#### Exercise description:
Count the lines in the data below that contain the word "jersey" and give only that number.

::: Given information

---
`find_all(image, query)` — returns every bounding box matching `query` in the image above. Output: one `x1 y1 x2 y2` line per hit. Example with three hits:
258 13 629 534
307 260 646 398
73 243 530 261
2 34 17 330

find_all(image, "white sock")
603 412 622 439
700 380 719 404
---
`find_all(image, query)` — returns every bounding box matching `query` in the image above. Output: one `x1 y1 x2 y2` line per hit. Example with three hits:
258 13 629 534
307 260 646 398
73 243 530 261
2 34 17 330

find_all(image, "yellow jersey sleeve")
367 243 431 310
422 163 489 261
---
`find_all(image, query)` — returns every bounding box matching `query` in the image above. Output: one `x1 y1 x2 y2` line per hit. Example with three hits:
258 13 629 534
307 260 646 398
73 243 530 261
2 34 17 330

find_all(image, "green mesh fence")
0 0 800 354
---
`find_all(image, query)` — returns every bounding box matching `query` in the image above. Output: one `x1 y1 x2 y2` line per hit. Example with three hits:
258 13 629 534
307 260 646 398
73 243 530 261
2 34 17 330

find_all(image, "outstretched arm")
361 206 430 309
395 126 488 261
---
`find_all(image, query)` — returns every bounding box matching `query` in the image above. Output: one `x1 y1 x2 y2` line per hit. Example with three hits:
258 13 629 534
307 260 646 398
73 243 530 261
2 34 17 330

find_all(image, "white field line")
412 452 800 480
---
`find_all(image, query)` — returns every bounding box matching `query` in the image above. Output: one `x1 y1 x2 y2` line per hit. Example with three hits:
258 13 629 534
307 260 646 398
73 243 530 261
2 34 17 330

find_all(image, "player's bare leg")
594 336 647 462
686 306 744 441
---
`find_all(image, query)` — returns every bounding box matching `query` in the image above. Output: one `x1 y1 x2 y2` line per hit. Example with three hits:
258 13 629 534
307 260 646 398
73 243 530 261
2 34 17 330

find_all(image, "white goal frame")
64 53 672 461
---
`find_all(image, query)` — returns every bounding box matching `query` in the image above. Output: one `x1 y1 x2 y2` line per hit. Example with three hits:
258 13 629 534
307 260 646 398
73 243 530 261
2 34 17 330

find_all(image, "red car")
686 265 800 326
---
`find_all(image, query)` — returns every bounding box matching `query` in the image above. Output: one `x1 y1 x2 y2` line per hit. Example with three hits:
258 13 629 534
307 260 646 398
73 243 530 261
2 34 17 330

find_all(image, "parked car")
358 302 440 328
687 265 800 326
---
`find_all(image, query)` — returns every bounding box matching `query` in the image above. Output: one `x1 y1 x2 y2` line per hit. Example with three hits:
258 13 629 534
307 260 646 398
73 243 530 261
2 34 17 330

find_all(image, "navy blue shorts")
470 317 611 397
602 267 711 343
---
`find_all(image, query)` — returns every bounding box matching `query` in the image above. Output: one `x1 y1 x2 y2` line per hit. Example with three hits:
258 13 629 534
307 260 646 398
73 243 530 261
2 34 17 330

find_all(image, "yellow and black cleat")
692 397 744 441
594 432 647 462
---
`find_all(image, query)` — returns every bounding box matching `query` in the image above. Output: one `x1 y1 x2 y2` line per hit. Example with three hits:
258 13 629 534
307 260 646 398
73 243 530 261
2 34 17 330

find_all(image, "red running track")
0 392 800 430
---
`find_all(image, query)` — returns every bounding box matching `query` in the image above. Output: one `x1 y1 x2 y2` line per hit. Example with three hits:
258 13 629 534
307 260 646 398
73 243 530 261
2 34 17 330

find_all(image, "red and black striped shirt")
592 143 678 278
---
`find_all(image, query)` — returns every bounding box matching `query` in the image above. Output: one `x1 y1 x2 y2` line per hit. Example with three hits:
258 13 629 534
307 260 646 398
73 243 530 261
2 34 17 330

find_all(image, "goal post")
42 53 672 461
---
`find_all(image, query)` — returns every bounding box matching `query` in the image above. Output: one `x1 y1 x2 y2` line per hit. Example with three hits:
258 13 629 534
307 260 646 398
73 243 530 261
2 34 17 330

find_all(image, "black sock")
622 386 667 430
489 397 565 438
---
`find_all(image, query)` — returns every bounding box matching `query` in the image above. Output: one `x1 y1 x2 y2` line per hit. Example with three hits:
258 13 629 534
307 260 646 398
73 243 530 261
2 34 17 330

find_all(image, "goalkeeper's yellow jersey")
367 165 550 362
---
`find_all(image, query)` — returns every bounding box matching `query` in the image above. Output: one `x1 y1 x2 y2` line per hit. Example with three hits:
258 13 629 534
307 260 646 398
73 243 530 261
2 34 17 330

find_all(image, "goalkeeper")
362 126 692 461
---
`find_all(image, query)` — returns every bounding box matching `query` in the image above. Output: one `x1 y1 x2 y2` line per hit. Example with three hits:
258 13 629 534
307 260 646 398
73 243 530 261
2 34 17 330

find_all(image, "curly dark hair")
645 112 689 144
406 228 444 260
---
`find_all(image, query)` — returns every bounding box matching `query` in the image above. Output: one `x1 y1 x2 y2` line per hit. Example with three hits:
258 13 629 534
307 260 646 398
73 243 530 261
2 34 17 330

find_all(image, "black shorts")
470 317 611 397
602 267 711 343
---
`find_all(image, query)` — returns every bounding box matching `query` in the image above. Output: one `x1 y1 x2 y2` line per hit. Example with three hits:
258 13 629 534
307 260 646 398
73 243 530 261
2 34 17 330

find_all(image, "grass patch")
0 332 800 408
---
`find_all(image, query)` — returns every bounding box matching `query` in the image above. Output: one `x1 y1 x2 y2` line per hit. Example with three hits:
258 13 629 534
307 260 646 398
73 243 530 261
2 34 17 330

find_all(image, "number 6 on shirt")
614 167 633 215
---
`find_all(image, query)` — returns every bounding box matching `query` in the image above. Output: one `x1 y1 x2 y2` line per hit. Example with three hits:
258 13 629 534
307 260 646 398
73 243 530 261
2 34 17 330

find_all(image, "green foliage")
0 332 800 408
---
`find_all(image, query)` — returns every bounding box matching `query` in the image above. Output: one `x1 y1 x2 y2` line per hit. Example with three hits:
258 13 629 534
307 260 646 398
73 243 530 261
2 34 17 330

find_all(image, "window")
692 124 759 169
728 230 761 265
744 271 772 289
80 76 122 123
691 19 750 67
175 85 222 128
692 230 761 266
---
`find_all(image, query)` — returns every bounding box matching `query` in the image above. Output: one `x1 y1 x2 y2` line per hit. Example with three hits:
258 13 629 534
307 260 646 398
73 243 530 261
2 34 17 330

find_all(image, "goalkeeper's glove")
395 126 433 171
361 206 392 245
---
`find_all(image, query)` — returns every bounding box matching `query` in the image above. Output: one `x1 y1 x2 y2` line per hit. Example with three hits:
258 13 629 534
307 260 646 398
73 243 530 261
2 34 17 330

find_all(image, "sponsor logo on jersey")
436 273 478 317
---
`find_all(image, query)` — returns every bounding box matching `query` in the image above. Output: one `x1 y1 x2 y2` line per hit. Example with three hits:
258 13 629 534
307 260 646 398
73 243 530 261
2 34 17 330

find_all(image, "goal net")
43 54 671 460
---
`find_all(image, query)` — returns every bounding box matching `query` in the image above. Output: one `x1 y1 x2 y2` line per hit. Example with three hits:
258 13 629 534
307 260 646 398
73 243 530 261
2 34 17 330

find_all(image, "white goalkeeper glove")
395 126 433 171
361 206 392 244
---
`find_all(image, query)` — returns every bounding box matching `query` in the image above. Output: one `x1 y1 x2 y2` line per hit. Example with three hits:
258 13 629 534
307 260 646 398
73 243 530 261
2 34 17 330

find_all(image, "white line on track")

::::::
::: Given information

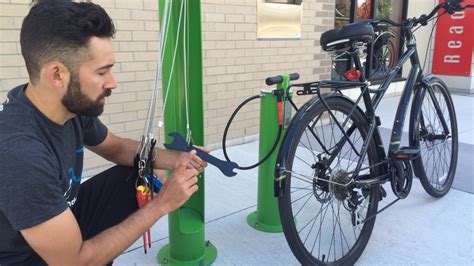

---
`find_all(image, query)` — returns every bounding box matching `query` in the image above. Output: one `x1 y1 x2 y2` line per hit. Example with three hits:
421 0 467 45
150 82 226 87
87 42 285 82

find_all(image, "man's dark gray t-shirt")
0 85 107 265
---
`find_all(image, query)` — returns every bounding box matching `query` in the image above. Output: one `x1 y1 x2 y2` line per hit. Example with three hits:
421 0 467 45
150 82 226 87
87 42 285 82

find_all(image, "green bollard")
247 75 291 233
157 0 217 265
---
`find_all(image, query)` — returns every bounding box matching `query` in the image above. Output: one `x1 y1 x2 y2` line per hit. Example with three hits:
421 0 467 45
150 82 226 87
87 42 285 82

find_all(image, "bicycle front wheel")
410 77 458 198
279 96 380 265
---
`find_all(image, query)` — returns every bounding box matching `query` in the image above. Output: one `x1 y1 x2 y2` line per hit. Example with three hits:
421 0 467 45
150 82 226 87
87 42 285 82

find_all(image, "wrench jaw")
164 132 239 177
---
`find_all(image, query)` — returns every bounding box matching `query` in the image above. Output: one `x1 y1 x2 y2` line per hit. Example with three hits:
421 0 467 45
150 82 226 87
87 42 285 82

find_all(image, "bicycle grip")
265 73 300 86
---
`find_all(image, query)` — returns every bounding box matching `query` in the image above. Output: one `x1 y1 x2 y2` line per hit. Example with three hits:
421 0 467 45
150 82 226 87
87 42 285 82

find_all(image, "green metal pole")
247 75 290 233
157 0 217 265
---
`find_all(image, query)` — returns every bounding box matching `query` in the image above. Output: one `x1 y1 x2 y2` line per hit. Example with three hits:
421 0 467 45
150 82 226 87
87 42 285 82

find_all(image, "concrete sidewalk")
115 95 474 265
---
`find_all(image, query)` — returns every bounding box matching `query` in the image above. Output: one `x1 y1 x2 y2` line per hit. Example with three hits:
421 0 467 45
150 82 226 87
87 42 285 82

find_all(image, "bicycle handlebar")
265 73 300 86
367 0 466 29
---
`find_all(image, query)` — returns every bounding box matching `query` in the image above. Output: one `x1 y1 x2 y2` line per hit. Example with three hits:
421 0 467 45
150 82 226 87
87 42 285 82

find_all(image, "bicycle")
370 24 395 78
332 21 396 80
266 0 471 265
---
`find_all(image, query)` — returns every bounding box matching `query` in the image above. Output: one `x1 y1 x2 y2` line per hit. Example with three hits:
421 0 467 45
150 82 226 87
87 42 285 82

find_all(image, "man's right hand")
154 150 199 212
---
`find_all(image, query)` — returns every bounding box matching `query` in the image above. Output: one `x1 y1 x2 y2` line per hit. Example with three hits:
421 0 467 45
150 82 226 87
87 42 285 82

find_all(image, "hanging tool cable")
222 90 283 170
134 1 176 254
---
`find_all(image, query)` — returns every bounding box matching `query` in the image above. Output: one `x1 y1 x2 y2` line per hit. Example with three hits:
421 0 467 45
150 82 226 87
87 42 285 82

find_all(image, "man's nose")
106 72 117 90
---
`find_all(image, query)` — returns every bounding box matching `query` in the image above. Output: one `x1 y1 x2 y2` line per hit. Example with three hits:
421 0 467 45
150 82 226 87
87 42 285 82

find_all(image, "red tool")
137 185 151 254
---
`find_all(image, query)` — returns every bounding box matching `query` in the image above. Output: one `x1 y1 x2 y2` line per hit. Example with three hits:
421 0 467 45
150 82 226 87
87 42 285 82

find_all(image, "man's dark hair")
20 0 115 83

::::::
::: Given information

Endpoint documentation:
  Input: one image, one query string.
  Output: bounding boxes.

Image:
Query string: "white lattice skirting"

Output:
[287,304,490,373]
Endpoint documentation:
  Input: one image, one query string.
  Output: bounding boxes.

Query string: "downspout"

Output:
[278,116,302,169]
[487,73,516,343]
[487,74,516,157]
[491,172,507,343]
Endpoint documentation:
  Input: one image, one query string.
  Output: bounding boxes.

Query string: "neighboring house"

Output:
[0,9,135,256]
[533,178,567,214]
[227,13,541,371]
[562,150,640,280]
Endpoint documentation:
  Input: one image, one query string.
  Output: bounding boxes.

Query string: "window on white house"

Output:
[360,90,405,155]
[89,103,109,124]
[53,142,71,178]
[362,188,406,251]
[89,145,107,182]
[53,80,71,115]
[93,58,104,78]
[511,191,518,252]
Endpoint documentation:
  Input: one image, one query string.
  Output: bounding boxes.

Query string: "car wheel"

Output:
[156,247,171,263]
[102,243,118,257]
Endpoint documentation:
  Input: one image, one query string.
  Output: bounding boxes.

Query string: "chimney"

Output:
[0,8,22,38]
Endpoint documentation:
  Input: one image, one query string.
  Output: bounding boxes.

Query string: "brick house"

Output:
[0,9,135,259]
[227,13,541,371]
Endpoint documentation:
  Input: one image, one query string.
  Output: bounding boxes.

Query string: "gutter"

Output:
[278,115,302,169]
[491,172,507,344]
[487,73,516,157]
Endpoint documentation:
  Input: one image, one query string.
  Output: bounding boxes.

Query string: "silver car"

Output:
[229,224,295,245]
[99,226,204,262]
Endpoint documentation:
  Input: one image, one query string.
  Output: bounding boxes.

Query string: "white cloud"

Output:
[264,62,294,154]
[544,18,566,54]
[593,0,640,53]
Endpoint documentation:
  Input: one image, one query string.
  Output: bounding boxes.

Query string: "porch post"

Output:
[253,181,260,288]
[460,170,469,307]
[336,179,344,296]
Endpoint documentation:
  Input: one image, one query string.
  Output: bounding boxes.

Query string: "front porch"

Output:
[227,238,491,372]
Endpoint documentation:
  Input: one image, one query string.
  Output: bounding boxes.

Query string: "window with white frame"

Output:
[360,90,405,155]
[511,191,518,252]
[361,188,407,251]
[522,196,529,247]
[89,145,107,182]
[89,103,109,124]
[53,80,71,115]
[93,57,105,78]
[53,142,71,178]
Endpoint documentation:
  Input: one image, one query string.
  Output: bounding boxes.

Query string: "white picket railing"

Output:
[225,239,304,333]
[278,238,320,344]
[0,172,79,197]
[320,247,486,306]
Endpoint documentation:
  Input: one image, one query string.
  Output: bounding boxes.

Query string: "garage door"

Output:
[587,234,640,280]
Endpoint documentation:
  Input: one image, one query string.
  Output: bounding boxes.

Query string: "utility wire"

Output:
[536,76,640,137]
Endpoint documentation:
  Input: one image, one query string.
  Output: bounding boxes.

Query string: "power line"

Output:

::::::

#### Output below:
3